--- Problem requirements ---
Beginning at the line that contains "point: khaki pant", transcribe the remaining lines of the listing exactly; include the final line and omit everything before.

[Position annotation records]
+-------+
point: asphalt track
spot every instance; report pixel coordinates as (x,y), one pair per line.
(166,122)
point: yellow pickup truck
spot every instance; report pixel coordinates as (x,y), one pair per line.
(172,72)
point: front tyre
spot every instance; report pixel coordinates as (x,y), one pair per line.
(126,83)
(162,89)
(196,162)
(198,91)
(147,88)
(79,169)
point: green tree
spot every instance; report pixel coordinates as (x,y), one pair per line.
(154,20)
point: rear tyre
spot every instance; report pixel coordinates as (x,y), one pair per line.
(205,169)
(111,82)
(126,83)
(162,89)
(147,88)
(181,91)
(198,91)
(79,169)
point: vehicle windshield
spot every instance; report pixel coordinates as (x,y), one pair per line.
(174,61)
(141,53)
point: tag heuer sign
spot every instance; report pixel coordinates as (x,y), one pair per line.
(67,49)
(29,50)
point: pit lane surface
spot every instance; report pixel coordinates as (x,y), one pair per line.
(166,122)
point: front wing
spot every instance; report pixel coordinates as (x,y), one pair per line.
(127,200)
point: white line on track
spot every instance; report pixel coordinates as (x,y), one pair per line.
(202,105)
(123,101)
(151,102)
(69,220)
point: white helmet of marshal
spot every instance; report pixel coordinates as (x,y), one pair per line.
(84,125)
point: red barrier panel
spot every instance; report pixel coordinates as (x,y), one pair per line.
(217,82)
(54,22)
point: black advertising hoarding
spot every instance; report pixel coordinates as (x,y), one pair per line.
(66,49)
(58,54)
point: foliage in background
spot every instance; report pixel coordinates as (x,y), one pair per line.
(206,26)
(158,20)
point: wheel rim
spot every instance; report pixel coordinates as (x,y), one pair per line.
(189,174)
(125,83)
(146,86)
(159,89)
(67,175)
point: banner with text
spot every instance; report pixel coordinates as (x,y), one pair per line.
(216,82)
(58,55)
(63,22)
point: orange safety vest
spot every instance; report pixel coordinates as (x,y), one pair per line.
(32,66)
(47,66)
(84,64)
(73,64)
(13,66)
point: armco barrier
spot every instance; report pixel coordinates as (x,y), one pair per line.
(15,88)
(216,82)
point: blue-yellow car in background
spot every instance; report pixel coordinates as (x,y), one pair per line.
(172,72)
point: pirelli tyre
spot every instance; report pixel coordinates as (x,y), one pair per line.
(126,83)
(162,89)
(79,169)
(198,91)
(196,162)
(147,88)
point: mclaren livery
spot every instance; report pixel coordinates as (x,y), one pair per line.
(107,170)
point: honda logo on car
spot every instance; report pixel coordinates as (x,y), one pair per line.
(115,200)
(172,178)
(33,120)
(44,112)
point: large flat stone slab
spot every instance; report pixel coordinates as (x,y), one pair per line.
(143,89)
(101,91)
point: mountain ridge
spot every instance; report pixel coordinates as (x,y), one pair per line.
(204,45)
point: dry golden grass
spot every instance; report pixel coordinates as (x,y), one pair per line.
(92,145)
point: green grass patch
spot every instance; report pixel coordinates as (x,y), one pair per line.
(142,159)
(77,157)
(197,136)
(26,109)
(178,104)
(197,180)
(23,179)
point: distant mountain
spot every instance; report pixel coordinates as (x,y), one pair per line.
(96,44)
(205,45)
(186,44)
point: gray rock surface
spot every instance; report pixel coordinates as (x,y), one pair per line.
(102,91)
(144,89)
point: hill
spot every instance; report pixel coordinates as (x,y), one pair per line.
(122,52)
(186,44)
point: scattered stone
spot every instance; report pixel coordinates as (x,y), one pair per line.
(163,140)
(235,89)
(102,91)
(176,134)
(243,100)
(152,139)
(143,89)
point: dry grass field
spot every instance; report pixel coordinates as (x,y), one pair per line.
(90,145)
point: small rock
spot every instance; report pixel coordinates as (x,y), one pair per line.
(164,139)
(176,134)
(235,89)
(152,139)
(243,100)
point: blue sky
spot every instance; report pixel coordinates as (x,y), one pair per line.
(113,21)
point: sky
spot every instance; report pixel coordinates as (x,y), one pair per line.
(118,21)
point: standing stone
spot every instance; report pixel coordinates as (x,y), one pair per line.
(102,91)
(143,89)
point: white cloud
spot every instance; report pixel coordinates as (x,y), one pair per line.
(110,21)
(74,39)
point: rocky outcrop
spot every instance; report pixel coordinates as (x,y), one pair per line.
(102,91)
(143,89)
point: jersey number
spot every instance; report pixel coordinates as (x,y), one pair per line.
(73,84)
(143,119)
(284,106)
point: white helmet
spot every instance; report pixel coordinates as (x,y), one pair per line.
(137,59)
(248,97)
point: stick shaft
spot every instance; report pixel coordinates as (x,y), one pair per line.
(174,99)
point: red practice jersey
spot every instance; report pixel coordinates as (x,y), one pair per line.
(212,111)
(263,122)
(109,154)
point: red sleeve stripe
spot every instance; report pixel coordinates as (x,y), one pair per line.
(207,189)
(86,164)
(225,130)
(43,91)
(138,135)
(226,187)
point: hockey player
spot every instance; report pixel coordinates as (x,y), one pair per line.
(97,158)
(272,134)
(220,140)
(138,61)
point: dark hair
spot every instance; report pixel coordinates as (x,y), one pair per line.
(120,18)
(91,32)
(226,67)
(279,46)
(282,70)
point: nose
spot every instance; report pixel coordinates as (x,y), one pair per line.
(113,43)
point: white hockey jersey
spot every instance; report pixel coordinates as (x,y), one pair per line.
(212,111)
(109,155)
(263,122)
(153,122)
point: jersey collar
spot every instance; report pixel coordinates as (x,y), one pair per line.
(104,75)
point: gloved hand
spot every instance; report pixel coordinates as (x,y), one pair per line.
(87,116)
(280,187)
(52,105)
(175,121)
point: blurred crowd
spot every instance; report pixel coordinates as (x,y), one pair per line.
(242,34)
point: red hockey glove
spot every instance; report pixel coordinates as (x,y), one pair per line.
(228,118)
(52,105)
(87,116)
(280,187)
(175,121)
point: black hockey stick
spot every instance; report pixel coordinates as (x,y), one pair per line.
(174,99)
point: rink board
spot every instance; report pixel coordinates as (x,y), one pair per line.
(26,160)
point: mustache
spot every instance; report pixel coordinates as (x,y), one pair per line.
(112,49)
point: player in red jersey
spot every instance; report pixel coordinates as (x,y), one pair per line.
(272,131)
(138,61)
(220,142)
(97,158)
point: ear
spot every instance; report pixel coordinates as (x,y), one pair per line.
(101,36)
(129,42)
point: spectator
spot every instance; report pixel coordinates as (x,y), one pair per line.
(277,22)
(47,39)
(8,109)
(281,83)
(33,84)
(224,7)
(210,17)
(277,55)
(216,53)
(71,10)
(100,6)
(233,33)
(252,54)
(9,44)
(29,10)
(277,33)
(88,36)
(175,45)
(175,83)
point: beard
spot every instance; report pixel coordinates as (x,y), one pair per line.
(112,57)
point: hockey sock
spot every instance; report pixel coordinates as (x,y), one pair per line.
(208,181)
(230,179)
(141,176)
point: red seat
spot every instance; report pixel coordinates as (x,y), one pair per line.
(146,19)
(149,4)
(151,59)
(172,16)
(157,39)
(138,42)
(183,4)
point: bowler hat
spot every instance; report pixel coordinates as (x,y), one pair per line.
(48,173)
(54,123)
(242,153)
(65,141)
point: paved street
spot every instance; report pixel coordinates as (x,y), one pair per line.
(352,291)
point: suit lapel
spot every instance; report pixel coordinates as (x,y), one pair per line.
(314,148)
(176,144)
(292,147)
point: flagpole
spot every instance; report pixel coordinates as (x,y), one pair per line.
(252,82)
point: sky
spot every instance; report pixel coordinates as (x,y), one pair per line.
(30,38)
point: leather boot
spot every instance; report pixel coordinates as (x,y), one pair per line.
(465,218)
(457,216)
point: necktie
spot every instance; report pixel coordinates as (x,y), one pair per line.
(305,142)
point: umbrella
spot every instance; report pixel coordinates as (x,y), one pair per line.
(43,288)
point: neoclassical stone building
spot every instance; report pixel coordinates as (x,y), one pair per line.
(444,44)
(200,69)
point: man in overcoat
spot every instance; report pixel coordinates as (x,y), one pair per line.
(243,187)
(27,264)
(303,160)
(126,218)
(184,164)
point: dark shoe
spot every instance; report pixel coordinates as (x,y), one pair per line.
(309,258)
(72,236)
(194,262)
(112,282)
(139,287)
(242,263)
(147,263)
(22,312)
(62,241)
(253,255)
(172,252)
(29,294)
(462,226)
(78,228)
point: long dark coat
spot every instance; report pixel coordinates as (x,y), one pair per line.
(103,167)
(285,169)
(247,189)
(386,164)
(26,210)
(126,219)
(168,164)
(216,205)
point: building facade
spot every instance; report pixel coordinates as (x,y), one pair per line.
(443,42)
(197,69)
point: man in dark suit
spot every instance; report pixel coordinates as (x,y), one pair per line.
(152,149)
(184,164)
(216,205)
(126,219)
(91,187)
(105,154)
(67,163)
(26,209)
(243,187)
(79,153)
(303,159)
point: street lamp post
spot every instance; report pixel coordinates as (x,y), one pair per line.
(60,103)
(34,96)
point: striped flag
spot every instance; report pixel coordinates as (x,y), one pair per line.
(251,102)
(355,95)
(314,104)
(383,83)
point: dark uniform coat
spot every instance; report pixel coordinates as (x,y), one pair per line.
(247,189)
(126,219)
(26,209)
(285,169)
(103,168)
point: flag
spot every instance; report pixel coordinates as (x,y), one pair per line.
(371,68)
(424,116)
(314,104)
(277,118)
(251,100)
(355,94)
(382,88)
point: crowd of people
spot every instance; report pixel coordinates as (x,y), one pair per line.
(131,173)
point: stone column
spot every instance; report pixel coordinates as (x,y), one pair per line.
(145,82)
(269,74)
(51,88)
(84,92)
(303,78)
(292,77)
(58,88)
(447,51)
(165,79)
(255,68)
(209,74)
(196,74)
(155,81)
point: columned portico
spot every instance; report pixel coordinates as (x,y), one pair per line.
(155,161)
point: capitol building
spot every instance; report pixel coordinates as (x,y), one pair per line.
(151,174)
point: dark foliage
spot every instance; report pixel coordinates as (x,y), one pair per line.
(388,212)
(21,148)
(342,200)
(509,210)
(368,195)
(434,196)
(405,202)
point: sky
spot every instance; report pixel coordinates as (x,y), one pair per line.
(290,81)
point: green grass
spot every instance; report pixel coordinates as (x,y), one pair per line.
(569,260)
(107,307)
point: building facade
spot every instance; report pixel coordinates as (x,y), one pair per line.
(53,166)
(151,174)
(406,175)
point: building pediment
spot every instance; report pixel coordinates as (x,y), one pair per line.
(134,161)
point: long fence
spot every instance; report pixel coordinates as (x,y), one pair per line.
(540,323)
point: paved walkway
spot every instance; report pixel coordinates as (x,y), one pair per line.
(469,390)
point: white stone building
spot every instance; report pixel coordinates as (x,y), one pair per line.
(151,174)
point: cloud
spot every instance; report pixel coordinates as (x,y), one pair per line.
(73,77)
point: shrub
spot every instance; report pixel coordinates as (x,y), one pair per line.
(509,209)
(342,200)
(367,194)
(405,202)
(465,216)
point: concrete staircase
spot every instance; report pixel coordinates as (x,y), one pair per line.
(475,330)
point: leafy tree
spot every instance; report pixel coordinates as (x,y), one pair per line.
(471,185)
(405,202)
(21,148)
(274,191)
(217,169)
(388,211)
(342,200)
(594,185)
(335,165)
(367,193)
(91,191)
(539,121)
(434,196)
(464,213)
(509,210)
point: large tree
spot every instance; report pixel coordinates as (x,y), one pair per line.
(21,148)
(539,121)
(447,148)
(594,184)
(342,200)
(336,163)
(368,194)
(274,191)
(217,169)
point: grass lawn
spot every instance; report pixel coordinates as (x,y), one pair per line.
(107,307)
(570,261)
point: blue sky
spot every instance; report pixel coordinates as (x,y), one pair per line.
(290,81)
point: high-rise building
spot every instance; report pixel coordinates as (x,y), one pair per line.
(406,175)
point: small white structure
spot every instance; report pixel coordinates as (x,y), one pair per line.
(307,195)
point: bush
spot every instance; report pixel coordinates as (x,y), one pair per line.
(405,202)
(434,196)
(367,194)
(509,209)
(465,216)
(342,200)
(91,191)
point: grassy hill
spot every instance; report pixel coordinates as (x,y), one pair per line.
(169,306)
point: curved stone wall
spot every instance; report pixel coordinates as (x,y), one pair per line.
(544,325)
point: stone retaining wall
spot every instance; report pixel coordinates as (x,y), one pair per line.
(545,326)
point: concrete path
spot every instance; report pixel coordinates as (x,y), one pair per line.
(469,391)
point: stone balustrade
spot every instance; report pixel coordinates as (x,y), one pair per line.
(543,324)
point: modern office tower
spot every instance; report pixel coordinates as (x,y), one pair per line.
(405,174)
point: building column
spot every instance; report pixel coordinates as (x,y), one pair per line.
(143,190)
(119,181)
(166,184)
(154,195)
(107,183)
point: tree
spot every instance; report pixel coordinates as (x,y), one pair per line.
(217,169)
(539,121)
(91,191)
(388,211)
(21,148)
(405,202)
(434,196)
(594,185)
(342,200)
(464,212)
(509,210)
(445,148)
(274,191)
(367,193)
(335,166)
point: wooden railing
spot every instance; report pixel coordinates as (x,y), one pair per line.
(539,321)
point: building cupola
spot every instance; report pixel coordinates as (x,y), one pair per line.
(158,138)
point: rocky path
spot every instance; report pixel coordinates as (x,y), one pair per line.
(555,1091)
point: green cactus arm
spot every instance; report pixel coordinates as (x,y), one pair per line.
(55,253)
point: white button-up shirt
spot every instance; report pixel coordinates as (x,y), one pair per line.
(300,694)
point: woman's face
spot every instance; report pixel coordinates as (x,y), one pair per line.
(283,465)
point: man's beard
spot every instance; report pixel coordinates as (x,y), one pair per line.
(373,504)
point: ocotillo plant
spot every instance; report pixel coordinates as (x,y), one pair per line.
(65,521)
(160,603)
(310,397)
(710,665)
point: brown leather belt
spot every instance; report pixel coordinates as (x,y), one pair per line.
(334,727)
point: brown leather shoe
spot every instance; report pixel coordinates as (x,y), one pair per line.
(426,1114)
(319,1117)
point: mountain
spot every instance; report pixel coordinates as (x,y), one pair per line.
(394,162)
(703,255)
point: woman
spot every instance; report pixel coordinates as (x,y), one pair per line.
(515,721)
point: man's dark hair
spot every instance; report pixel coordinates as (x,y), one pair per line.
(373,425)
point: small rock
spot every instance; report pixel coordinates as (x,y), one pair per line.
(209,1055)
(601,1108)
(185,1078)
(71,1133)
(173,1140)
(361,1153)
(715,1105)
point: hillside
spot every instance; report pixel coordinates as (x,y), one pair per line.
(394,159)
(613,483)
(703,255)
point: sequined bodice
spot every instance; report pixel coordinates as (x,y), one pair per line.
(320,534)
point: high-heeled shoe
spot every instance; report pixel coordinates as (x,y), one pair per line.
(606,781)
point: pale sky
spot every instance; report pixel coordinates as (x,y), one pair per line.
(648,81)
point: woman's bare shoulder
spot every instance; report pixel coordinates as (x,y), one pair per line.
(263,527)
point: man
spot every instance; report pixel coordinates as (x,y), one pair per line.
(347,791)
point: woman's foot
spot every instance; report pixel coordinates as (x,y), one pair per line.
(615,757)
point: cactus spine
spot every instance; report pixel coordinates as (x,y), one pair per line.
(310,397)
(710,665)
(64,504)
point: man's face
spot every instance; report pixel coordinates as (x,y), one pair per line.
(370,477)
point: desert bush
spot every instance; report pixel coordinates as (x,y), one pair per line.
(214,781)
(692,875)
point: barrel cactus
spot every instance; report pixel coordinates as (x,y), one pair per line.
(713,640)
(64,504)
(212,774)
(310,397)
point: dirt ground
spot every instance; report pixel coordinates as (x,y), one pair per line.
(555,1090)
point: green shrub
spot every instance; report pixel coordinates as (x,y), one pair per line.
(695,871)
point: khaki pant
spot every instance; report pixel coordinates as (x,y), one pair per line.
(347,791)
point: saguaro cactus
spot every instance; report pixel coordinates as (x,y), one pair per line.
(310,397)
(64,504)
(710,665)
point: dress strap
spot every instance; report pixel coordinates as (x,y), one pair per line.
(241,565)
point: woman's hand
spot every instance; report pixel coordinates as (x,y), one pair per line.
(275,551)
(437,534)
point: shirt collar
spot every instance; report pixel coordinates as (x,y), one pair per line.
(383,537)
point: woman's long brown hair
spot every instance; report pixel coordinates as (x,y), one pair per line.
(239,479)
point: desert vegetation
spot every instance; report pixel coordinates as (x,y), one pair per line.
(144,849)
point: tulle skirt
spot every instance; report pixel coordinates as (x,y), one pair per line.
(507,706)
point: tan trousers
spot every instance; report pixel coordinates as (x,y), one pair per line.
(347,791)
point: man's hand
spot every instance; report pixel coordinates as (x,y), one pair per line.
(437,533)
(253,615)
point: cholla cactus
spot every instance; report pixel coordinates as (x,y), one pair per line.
+-------+
--- Task result ---
point: khaki pant
spot every instance; report pixel coordinates as (x,y), one pair per line.
(347,791)
point: saguaro cactus
spot every instance; report pixel coordinates as (x,y), one pair per line.
(310,397)
(64,504)
(710,665)
point: dress strap
spot every instance; report pixel coordinates as (x,y), one pair per line.
(241,565)
point: woman's hand
spot every instance; report pixel coordinates as (x,y), one pair per line.
(275,551)
(437,534)
point: shirt collar
spot every instance; report pixel coordinates as (x,y), one pair per line.
(383,537)
point: woman's long brown hair
spot every instance; report pixel coordinates as (x,y), one pair per line.
(239,479)
point: desert vegetation
spot every instance; report pixel coordinates as (x,y), one pair per line.
(144,849)
point: tulle skirt
spot every instance; report pixel coordinates as (x,y), one pair per line.
(507,706)
point: tan trousers
spot every instance; report pixel coordinates as (x,y), one pair per line.
(347,791)
point: man's hand
spot every instance; report pixel coordinates as (x,y), one pair per line.
(437,533)
(253,615)
point: cholla cactus
spot every instance; report pixel coordinates as (x,y), one pair per line.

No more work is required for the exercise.